-------- MATERIAL FOR THIS EXERCISE

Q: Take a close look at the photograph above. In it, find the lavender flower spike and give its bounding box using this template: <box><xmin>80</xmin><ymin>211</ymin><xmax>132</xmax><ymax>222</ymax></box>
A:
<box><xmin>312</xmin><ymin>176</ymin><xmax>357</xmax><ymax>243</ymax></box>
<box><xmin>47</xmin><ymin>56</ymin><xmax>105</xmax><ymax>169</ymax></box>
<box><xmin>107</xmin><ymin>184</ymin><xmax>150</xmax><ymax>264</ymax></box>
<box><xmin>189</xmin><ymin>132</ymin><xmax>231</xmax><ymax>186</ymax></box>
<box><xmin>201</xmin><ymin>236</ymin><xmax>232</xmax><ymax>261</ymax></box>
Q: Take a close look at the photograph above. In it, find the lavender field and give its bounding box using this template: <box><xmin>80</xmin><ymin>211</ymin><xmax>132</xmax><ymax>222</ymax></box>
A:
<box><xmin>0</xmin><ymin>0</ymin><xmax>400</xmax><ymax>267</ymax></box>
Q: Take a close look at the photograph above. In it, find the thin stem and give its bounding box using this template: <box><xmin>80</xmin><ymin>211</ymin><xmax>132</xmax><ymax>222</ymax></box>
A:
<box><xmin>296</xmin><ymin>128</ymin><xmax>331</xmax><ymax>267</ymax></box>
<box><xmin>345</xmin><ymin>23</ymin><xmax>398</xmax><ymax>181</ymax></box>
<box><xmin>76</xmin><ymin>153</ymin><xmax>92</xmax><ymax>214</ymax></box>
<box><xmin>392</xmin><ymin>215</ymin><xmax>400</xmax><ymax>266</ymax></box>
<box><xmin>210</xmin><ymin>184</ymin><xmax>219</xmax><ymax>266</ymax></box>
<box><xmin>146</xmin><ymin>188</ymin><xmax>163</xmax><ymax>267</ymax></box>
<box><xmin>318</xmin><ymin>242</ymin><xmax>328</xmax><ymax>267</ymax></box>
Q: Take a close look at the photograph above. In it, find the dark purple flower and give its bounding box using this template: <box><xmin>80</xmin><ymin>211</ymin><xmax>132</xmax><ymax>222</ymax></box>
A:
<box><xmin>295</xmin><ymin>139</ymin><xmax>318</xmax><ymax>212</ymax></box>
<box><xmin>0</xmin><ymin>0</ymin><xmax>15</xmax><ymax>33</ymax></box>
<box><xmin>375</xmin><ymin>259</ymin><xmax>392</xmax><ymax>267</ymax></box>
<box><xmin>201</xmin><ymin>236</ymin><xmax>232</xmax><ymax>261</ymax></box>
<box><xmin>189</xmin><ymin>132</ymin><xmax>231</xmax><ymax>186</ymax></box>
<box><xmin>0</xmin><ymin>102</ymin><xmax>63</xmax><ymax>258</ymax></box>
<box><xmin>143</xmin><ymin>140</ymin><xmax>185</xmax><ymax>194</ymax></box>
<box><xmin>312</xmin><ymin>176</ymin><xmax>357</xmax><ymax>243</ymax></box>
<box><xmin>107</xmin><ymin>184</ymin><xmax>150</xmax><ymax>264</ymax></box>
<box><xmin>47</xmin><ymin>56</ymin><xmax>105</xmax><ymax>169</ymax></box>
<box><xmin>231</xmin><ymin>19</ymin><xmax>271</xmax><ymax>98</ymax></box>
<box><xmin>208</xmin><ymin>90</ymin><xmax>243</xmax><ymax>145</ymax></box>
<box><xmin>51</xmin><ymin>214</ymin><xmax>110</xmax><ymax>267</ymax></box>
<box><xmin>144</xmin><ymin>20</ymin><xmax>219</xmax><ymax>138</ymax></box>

----------------
-------- MATERIAL FOR THIS EXERCISE

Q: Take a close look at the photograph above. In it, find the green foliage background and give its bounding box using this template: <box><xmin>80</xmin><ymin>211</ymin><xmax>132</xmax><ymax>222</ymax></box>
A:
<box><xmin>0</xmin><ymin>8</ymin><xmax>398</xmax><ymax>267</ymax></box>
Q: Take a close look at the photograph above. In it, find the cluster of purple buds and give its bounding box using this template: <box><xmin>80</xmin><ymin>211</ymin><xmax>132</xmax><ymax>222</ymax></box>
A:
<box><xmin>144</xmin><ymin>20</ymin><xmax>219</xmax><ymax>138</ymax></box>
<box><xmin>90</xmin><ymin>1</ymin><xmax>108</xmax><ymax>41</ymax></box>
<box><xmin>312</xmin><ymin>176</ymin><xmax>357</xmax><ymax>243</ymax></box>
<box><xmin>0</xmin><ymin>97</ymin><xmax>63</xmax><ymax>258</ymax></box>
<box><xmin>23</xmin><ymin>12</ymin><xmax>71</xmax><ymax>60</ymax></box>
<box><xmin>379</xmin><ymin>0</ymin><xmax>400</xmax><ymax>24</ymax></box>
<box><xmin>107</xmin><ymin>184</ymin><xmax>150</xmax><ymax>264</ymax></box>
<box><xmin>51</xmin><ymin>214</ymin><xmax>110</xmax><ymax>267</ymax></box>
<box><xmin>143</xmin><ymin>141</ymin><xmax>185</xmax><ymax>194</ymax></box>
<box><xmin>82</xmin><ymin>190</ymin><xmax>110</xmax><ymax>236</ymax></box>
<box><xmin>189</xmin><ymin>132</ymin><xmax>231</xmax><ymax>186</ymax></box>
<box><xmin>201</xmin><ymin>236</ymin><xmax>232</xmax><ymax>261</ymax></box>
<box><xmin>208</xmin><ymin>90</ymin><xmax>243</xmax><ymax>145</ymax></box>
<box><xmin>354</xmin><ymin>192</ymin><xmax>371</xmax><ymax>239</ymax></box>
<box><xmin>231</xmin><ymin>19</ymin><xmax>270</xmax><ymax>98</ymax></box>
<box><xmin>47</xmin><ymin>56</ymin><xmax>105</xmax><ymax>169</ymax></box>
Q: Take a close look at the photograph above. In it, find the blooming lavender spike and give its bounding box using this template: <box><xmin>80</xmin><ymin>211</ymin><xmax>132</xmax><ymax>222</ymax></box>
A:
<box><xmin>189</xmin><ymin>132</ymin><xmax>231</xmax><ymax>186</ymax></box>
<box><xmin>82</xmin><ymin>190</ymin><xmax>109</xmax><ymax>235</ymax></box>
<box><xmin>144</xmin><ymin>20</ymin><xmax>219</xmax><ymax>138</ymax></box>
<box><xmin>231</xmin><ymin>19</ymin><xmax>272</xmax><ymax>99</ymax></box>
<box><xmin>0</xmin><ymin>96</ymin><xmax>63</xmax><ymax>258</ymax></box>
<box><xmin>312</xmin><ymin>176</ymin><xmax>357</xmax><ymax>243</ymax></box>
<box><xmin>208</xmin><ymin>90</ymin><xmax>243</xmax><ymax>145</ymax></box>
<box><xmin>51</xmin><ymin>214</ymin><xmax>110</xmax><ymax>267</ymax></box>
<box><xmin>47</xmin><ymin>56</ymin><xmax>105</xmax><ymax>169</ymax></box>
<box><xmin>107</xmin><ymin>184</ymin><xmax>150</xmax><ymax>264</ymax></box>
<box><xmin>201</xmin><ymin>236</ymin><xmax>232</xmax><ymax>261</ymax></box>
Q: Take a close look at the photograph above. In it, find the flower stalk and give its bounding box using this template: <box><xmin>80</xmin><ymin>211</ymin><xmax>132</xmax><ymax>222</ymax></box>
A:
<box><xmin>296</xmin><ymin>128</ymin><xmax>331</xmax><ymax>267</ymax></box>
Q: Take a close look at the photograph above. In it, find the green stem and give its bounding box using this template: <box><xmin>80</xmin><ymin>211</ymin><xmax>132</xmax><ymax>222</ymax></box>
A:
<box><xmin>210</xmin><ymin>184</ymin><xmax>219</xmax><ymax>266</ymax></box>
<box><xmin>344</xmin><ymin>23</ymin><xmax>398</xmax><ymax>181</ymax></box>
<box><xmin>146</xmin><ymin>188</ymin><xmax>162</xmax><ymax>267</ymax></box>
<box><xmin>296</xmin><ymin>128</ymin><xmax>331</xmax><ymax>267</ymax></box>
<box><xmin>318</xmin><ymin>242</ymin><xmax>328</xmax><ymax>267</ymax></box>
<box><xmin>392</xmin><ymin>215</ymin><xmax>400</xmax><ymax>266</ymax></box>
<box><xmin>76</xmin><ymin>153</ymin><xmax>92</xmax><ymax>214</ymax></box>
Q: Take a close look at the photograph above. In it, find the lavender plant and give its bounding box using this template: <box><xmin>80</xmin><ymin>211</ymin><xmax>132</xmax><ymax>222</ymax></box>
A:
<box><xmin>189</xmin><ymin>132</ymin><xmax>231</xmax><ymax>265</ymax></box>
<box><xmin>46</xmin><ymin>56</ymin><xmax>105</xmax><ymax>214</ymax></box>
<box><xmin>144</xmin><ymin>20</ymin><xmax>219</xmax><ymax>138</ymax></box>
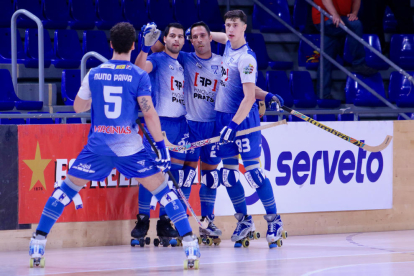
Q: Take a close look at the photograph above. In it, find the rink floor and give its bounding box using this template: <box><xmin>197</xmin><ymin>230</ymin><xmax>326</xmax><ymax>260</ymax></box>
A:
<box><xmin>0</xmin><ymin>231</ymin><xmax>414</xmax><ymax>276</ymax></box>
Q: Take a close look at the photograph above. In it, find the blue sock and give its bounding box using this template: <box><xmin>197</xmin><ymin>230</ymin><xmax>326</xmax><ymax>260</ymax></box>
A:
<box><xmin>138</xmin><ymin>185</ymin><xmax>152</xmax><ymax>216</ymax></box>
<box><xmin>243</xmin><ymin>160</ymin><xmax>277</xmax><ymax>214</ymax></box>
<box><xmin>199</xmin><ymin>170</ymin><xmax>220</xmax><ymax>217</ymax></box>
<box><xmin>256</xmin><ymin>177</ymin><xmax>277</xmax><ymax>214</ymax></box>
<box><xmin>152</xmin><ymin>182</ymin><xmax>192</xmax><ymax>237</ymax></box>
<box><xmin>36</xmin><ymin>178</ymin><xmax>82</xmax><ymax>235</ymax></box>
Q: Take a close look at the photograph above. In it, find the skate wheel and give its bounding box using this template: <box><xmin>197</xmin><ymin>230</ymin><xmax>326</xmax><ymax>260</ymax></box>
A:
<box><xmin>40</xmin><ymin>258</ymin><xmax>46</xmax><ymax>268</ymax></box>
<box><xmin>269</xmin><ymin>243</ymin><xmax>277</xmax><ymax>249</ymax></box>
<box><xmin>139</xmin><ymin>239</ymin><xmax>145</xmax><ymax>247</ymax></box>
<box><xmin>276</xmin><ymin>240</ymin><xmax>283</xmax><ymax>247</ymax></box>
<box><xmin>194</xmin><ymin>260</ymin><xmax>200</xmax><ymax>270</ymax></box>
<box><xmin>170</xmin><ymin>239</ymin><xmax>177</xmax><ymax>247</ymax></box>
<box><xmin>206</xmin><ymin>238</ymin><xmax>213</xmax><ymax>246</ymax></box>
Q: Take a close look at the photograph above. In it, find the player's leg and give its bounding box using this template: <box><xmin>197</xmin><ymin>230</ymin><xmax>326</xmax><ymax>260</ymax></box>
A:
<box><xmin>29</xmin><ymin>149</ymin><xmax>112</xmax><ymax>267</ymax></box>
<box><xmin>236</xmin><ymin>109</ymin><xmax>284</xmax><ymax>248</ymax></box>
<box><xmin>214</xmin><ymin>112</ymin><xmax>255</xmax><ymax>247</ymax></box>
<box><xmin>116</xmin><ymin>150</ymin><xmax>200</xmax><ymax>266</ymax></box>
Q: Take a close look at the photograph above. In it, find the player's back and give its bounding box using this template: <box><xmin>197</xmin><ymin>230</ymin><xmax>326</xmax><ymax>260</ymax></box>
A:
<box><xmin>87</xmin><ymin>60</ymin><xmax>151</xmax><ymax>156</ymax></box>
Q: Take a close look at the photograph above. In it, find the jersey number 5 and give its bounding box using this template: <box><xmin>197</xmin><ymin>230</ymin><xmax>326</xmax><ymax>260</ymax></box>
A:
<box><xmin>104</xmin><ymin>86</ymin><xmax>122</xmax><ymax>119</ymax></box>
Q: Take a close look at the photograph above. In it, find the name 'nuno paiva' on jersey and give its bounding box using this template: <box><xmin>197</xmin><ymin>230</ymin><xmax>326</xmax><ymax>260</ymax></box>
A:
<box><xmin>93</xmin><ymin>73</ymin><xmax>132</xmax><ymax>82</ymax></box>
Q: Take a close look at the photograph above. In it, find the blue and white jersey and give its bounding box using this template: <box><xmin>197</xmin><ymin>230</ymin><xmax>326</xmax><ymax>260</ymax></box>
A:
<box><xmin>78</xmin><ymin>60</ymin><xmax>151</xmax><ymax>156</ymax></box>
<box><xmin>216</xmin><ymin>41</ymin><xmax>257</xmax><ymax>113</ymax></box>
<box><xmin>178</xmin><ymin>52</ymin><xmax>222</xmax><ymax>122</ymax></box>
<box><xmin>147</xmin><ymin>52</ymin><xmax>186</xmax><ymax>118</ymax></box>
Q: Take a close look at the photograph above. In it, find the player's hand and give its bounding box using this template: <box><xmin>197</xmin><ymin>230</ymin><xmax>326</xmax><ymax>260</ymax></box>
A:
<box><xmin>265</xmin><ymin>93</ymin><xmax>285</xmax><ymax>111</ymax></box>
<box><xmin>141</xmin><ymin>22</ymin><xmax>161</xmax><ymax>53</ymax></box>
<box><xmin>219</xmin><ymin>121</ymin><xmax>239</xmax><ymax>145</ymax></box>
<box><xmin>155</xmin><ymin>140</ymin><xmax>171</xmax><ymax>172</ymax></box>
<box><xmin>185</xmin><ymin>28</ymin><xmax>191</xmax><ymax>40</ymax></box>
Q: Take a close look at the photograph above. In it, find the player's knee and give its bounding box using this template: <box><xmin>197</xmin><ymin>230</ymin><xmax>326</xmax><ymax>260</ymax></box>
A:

----------------

> [GIVEN REQUEST] Extract every line of the listing that contains the word "sock".

> [RESPONSE FOR THIS EXERCISE]
Q: Take a close look at the photograph above. In it, find the blue sock and give its bounding box using this template: <box><xmin>197</xmin><ymin>230</ymin><xmax>326</xmax><ymax>260</ymax></box>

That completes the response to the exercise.